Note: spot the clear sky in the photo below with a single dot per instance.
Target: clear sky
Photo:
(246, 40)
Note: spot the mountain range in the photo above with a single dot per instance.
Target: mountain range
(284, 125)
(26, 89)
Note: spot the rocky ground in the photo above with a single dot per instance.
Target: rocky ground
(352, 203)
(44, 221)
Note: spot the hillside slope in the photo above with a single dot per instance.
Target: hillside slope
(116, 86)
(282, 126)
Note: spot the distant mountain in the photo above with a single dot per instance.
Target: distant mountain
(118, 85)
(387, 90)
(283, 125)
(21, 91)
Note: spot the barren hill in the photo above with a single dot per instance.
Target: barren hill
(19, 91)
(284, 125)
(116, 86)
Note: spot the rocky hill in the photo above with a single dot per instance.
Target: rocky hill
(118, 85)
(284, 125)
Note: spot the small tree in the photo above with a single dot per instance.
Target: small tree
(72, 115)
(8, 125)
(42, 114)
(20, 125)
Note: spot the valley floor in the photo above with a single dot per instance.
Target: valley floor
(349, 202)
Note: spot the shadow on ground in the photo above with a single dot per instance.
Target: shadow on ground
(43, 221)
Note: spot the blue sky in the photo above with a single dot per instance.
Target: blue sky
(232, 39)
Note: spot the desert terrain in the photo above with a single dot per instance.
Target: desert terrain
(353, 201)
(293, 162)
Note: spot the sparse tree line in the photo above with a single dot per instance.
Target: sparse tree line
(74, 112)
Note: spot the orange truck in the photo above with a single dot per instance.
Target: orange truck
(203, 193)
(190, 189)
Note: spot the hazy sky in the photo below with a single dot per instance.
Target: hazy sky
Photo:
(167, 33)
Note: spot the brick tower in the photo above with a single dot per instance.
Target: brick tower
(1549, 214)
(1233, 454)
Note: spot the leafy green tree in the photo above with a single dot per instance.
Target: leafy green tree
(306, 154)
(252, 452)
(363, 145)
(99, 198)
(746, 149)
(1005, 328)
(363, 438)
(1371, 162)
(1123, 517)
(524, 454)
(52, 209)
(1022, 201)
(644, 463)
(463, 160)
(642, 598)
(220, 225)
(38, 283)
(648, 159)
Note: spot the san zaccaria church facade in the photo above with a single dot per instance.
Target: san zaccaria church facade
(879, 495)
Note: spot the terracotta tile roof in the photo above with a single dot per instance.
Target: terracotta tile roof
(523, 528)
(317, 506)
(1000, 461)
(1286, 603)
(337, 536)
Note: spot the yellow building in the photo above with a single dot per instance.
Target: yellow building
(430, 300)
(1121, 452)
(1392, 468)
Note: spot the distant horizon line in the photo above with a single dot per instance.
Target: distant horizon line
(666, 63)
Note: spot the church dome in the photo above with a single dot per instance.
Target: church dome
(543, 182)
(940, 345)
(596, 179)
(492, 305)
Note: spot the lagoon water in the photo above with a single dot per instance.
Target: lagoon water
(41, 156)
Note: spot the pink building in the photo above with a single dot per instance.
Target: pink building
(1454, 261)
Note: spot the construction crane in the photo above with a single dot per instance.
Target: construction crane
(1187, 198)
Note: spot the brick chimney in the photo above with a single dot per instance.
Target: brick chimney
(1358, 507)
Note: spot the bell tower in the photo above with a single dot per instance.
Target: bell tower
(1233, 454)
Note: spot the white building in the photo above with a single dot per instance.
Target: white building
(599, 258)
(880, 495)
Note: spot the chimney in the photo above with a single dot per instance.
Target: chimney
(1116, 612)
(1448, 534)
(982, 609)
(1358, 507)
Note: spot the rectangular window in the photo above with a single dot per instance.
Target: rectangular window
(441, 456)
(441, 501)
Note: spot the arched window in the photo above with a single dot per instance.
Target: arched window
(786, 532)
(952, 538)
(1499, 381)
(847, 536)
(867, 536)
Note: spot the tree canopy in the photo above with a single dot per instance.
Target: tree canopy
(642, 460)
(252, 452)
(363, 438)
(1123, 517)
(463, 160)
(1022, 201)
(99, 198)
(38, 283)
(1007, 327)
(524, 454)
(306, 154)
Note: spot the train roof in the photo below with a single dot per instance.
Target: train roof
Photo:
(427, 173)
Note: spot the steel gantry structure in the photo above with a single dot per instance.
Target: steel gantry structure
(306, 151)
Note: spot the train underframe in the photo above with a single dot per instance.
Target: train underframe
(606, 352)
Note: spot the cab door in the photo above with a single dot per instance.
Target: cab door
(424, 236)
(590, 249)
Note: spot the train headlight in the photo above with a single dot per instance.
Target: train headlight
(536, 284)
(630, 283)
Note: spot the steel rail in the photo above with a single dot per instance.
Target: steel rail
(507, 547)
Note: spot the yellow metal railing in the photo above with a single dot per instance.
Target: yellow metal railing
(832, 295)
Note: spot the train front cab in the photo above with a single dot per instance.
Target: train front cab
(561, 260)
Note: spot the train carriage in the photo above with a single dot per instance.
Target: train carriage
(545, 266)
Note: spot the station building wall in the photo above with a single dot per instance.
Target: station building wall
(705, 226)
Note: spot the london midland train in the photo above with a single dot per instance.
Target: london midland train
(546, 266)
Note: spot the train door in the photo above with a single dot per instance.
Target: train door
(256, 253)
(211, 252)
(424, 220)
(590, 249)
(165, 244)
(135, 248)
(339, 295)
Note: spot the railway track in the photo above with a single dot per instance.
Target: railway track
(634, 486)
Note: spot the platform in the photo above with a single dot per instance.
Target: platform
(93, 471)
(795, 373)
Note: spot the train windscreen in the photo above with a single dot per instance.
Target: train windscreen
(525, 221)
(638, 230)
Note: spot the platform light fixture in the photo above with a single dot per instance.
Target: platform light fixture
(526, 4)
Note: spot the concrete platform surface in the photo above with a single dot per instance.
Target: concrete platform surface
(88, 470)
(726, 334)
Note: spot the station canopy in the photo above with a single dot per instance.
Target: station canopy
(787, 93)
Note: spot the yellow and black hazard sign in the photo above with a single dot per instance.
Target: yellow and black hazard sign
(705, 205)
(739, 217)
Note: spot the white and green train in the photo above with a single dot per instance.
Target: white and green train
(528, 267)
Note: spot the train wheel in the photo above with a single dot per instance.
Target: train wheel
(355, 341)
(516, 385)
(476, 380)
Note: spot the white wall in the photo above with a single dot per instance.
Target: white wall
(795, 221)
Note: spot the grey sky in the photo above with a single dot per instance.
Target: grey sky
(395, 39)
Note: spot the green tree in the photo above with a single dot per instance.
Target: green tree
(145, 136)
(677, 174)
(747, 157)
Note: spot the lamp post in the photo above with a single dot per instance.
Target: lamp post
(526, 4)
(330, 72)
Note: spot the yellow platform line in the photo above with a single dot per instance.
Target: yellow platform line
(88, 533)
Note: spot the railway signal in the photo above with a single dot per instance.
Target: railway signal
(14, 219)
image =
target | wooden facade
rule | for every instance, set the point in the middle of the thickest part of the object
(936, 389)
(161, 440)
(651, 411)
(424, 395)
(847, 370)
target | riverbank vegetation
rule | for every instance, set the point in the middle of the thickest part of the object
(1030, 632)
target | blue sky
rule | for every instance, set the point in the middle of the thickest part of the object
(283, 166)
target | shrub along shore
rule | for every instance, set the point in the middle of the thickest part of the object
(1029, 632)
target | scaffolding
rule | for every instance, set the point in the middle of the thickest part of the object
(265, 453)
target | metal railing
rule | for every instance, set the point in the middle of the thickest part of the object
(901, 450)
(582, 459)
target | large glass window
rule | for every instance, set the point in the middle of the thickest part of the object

== Stated goal ==
Please set down each line of the records exactly as given.

== Answer to the task ==
Note: spot the clear sky in the photo below with a single dot per instance.
Target: clear sky
Photo:
(246, 40)
Note: spot the mountain range in the photo above with a single dot per instance.
Target: mountain range
(284, 125)
(26, 89)
Note: spot the rocky ground in the photo above with a single dot per instance.
Target: rocky ground
(352, 203)
(44, 221)
Note: spot the hillside slope in the photo above with a single dot per instance.
Target: hillside slope
(116, 86)
(282, 126)
Note: spot the distant mountain in the photo above with a single dot per instance.
Target: distant mountain
(118, 85)
(387, 90)
(283, 125)
(21, 91)
Note: spot the barren hill in the photo above with a single dot per instance.
Target: barren hill
(19, 91)
(284, 125)
(116, 86)
Note: spot the rocky hill in the photo above with a single dot per instance.
Target: rocky hill
(118, 85)
(284, 125)
Note: spot the small tree in the photo above with a single dot per instance.
Target: small tree
(72, 115)
(8, 125)
(42, 114)
(20, 125)
Note: spot the valley floor in the photo above with a single dot per instance.
Target: valley floor
(349, 202)
Note: spot the shadow on ground in the photo above with a single dot per instance.
Target: shadow on ground
(43, 221)
Note: spot the blue sky in the photo above with a single dot per instance.
Target: blue sky
(232, 39)
Note: spot the desert terrain in the photo above with a single dot per instance.
Target: desert terrain
(353, 201)
(293, 162)
Note: spot the sparse tree line in the photo above with a single dot per instance.
Target: sparse tree line
(74, 112)
Note: spot the orange truck in the photo above with a single dot per instance.
Target: orange truck
(203, 193)
(190, 189)
Note: spot the hazy sky in the photo below with a single dot per instance.
Target: hazy sky
Photo:
(167, 33)
Note: spot the brick tower in the photo above with a single dot per instance.
Target: brick tower
(1549, 214)
(1233, 454)
Note: spot the leafy green tree in the photo above with a single dot per instance.
Target: leafy green tree
(306, 154)
(252, 452)
(363, 145)
(99, 198)
(746, 149)
(1005, 328)
(363, 438)
(1371, 162)
(1123, 517)
(524, 454)
(52, 209)
(1022, 201)
(644, 463)
(463, 160)
(642, 598)
(220, 225)
(38, 283)
(648, 159)
Note: spot the san zaccaria church facade in the photo above with a single dot per instance.
Target: san zaccaria church facade
(879, 495)
Note: spot the terracotta tile roof in the photo above with a single dot per instance.
Target: terracotta tile roof
(523, 528)
(317, 506)
(1000, 461)
(1286, 603)
(337, 536)
Note: spot the yellow building in the photo above with a single dot per instance.
Target: yellow building
(430, 300)
(1121, 452)
(1392, 468)
Note: spot the distant horizon line in the photo above with a single dot per instance.
Target: distant horizon line
(666, 63)
Note: spot the church dome in the photo above with a single dot per instance.
Target: church dome
(543, 182)
(940, 345)
(596, 179)
(492, 305)
Note: spot the lagoon water in the photo above with a single dot per instance.
Target: lagoon water
(41, 156)
Note: spot the pink building in the photo above with a single dot per instance.
Target: pink building
(1454, 261)
Note: spot the construction crane in the photo above with a single dot per instance.
Target: construction crane
(1187, 198)
Note: spot the brick chimney in the photo above with a single dot per instance.
Target: brick chimney
(1358, 507)
Note: spot the bell tower in the photo above with a single dot per instance.
Target: bell tower
(1233, 454)
Note: spot the white building in the photo above with a single dot per instance.
Target: white building
(599, 258)
(880, 495)
Note: spot the chimney in the photo above with a single dot per instance.
Target: chimney
(1116, 612)
(1448, 534)
(982, 609)
(1358, 507)
Note: spot the rectangular window in the photo above with a single dot per instance.
Target: rectangular window
(441, 456)
(441, 501)
Note: spot the arched window in the photo above with a single dot per instance.
Target: arched window
(786, 532)
(952, 538)
(1499, 381)
(847, 536)
(867, 536)
Note: spot the tree canopy in the photo above with a single dot per instance.
Target: tree canopy
(642, 460)
(252, 452)
(363, 438)
(1123, 517)
(463, 160)
(1022, 201)
(99, 198)
(38, 283)
(1007, 327)
(524, 454)
(306, 154)
Note: spot the train roof in the photo below with a single dot per instance.
Target: train roof
Photo:
(427, 173)
Note: spot the steel gantry structure in the photo above with a single dot per instance.
Target: steel gantry structure
(306, 151)
Note: spot the train underframe in the photo above with a single dot per instance.
Target: train underframe
(606, 352)
Note: spot the cab door in the photo above with a single dot per instance.
Target: cab door
(424, 236)
(590, 249)
Note: spot the train headlight in the photo above with a single dot per instance.
Target: train headlight
(536, 284)
(630, 283)
Note: spot the steel rail in the photo above with a single dot per instance.
Target: steel rail
(507, 547)
Note: spot the yellow metal railing in the photo above with a single dot per instance.
Target: yellow metal railing
(832, 295)
Note: spot the train front cab in the photo above with a single dot per instance.
Target: train front cab
(561, 260)
Note: spot the train carriage in the photo above with a single dot per instance.
Target: train carriage
(545, 266)
Note: spot the station building wall in the photo above with a single dot per instance.
Target: station building wall
(705, 226)
Note: spot the london midland train in the photo above with a single dot per instance.
Target: london midland train
(546, 266)
Note: spot the train door in the photo above with a single dot per instance.
Target: train door
(256, 253)
(211, 252)
(424, 220)
(590, 249)
(165, 244)
(135, 248)
(339, 295)
Note: spot the railway track in the photo above with a single dot per instance.
Target: railway track
(634, 486)
Note: spot the platform in the photo above with a single dot per instance.
Target: platform
(93, 471)
(795, 373)
Note: spot the train windscreen in the photo above with a single dot per instance.
Target: train windscreen
(525, 221)
(638, 230)
Note: spot the platform light fixture in the photo above with a single dot per instance.
Target: platform light fixture
(526, 4)
Note: spot the concrete platform surface in the photo above with a single dot per instance.
Target: concrete platform surface
(88, 470)
(726, 334)
Note: spot the station canopy in the photo above with a single dot per instance.
Target: station canopy
(787, 93)
Note: spot the yellow and black hazard sign in the photo above with a single dot per instance.
Target: yellow and black hazard sign
(705, 205)
(739, 217)
Note: spot the white and green train in the photo above with a single dot per instance.
Target: white and green train
(528, 267)
Note: spot the train wheel in the photo above with a single dot per instance.
Target: train wheel
(355, 341)
(516, 385)
(476, 380)
Note: spot the white wall in the photo above with a single dot per instance.
Target: white wall
(795, 221)
Note: spot the grey sky in the photo above with a single dot per instance.
Target: grey sky
(395, 39)
Note: spot the green tree in the photo above with a single dot per instance.
Target: green tree
(145, 136)
(677, 174)
(747, 157)
Note: spot the lamp post in the photo above with a single dot per instance.
Target: lamp post
(526, 4)
(330, 72)
Note: spot the yellow platform line in the photo above with a single dot per instance.
Target: yellow platform line
(88, 533)
Note: spot the railway signal in the photo above with a single dot per instance.
Target: railway signal
(14, 219)
image =
target | wooden facade
rule | for every instance, set the point in the middle of the thickest part of the object
(936, 389)
(161, 440)
(651, 411)
(424, 395)
(847, 370)
target | riverbank vegetation
rule | for every instance, set the point in the middle of the thickest part of the object
(1030, 632)
target | blue sky
rule | for every instance, set the point in the middle of the thickest part of the object
(283, 166)
target | shrub along shore
rule | for every instance, set the point in the middle of the thickest part of the object
(1029, 632)
target | scaffolding
rule | for every instance, set the point in the middle of the thickest part of the object
(265, 453)
target | metal railing
rule | for every instance, set the point in the middle of the thickest part of the object
(901, 450)
(582, 459)
target | large glass window
rule | for every instance, set the point in the middle of the thickest part of the object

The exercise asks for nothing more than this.